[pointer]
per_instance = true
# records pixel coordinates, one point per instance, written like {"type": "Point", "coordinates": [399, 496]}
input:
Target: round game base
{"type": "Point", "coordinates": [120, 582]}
+ + + + + + +
What you are asked to do. Restate the records exactly. Leave nothing out.

Response area.
[pointer]
per_instance = true
# records pixel coordinates, one point per instance, written like {"type": "Point", "coordinates": [399, 496]}
input:
Target: round game base
{"type": "Point", "coordinates": [120, 582]}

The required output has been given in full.